== Work item ==
From the entries below, reproduce exactly the line containing "Target: dark marking on bark", the line containing "Target: forest canopy", and every line in between, with nothing added.

== Records to use ==
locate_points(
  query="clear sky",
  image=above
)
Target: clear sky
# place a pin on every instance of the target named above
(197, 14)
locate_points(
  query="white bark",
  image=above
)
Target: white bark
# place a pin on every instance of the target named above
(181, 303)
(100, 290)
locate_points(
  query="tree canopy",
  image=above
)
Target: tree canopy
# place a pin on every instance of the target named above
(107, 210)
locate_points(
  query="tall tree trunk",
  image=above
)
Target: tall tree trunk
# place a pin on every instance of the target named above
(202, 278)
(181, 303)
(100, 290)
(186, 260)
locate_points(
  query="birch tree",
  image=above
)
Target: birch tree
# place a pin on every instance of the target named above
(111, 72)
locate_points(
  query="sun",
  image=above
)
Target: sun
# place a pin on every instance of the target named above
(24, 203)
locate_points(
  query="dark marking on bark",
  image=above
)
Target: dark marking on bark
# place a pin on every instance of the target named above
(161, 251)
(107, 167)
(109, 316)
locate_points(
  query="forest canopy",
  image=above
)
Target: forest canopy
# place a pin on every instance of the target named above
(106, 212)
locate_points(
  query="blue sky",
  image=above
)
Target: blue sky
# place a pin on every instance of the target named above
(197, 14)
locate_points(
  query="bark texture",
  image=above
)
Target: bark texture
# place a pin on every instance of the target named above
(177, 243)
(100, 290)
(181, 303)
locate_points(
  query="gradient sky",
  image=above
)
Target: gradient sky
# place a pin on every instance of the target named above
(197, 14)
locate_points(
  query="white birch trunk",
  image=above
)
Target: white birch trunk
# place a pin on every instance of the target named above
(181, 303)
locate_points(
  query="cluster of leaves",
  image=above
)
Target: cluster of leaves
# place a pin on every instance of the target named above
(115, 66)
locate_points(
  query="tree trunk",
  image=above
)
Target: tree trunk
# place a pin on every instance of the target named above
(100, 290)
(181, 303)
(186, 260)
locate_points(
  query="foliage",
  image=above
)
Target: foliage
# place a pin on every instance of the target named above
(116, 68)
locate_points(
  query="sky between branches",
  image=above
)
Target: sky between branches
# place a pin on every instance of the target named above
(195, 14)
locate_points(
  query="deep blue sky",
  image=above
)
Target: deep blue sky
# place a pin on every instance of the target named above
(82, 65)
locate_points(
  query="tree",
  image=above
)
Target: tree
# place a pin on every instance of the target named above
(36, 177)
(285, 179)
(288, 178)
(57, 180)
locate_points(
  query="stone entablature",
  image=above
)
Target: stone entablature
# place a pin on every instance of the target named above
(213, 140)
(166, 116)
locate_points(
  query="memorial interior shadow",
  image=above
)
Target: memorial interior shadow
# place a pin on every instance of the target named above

==

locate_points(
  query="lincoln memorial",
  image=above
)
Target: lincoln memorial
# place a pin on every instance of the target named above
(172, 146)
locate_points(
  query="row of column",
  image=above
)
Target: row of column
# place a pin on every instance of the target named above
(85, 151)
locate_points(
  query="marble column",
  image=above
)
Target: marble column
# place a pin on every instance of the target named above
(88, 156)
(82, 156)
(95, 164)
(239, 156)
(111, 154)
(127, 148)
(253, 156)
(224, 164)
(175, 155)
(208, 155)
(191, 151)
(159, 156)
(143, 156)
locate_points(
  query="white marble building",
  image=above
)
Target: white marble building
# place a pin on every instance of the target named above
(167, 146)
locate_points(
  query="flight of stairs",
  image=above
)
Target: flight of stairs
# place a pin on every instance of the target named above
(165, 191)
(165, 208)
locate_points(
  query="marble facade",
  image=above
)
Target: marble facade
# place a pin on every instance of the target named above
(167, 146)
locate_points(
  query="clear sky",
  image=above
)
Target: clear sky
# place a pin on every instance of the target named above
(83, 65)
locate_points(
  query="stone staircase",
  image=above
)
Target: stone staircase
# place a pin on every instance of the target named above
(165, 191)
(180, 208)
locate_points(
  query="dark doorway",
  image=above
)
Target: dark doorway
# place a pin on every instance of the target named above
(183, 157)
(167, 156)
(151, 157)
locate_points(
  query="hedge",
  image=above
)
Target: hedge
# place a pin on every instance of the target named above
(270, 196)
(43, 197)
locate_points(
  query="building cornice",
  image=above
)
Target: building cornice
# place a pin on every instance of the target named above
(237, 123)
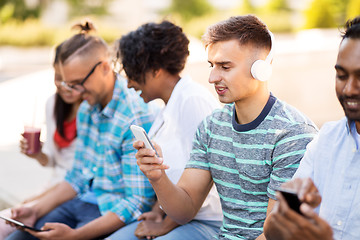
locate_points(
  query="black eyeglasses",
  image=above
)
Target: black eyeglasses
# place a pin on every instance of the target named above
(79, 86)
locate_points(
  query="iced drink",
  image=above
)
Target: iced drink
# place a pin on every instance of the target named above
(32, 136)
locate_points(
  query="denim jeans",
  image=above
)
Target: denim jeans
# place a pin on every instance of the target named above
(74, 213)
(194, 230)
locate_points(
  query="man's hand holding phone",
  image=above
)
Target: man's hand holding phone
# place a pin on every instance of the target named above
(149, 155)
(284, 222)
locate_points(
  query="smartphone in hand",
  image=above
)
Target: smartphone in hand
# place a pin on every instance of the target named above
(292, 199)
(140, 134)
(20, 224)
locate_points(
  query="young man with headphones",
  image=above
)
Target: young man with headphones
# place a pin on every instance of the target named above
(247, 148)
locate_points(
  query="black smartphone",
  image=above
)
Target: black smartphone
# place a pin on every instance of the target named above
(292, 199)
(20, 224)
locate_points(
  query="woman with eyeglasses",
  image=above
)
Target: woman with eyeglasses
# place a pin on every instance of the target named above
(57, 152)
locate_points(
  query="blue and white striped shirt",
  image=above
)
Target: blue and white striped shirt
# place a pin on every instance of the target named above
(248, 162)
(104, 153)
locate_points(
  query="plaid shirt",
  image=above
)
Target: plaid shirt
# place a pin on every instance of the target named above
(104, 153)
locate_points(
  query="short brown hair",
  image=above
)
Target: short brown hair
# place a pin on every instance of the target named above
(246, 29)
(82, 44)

* * *

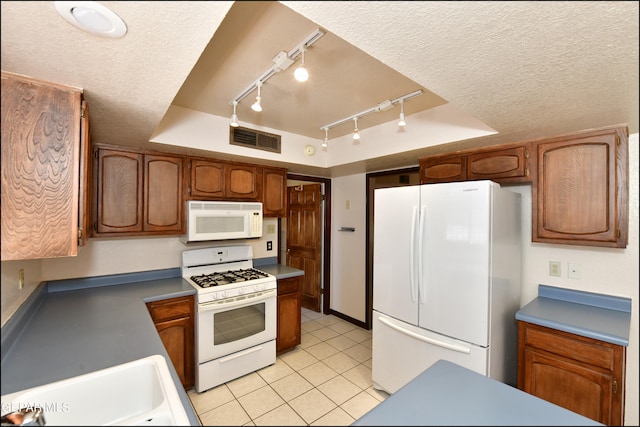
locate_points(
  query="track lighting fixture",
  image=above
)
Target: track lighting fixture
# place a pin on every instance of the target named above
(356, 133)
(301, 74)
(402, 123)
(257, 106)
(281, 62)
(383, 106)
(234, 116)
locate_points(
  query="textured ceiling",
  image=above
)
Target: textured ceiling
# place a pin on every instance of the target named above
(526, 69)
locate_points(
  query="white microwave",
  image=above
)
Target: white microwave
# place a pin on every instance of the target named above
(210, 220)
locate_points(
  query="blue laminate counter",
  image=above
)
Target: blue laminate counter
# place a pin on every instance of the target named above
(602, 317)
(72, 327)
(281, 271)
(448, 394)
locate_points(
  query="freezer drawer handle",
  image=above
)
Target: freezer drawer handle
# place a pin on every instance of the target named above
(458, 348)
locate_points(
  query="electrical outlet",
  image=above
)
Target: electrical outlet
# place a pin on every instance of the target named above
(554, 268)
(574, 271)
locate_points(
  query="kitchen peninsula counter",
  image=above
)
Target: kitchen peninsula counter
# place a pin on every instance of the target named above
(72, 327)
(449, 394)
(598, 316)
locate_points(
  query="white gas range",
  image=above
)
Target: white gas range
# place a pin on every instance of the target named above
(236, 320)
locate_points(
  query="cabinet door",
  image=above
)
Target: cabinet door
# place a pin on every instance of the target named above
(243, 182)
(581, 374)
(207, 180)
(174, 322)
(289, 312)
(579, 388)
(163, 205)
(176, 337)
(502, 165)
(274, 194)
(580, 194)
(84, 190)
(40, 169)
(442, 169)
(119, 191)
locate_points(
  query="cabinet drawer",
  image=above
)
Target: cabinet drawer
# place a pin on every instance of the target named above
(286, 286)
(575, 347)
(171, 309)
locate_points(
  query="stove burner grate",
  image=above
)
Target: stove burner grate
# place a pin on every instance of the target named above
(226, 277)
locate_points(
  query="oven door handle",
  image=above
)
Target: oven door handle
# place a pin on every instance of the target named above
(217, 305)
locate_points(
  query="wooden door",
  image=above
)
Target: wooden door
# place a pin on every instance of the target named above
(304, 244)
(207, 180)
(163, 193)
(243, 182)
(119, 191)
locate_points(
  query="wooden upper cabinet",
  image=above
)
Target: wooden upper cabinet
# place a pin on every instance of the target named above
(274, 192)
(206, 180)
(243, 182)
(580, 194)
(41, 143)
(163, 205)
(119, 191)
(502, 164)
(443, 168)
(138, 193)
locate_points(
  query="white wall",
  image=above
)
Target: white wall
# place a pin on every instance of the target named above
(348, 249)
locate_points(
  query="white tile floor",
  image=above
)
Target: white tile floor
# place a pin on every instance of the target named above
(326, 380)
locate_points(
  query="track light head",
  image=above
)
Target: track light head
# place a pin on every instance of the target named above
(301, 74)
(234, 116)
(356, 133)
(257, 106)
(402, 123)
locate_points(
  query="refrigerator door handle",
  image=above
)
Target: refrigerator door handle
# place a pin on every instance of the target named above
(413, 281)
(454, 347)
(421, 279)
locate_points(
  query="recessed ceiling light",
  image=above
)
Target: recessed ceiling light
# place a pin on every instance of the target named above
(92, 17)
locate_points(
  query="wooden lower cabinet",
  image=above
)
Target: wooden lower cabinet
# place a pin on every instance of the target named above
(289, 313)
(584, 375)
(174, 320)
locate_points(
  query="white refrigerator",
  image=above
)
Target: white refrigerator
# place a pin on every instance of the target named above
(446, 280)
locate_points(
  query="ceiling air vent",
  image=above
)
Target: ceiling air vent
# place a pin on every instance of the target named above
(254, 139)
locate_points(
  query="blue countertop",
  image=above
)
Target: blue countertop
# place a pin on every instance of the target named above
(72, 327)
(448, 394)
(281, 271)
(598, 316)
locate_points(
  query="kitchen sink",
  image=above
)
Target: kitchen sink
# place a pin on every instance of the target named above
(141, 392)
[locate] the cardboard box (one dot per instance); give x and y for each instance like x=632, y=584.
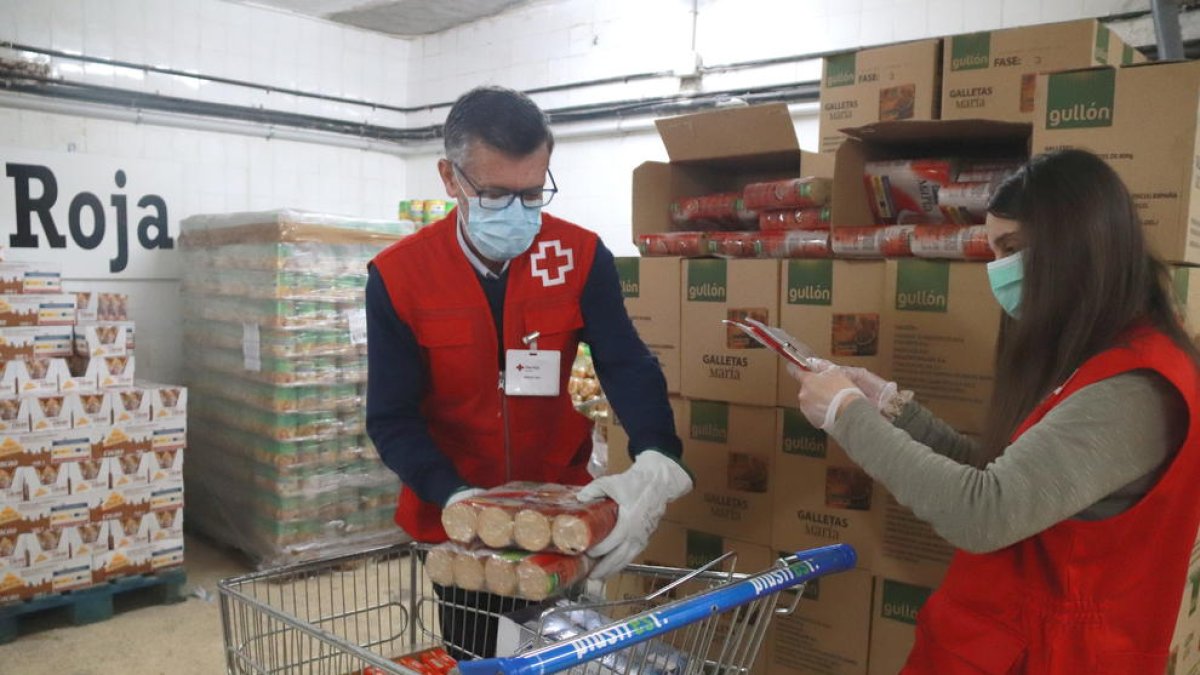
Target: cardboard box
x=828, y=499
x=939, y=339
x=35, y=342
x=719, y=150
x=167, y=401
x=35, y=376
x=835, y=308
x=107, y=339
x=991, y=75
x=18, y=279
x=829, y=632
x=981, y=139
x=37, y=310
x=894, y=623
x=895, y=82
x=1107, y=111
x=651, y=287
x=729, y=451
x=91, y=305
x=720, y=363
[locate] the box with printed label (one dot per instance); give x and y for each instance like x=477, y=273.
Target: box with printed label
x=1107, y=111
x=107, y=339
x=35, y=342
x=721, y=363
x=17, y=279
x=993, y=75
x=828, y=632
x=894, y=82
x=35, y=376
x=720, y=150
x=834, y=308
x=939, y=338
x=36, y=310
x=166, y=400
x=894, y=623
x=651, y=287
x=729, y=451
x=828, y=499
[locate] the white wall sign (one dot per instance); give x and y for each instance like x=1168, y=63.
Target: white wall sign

== Result of the task ==
Target: dark marking on bark
# place a pin on every instance of the target named above
(161, 251)
(107, 167)
(109, 316)
locate_points(
  query="forest canopy",
  image=above
)
Target: forest canopy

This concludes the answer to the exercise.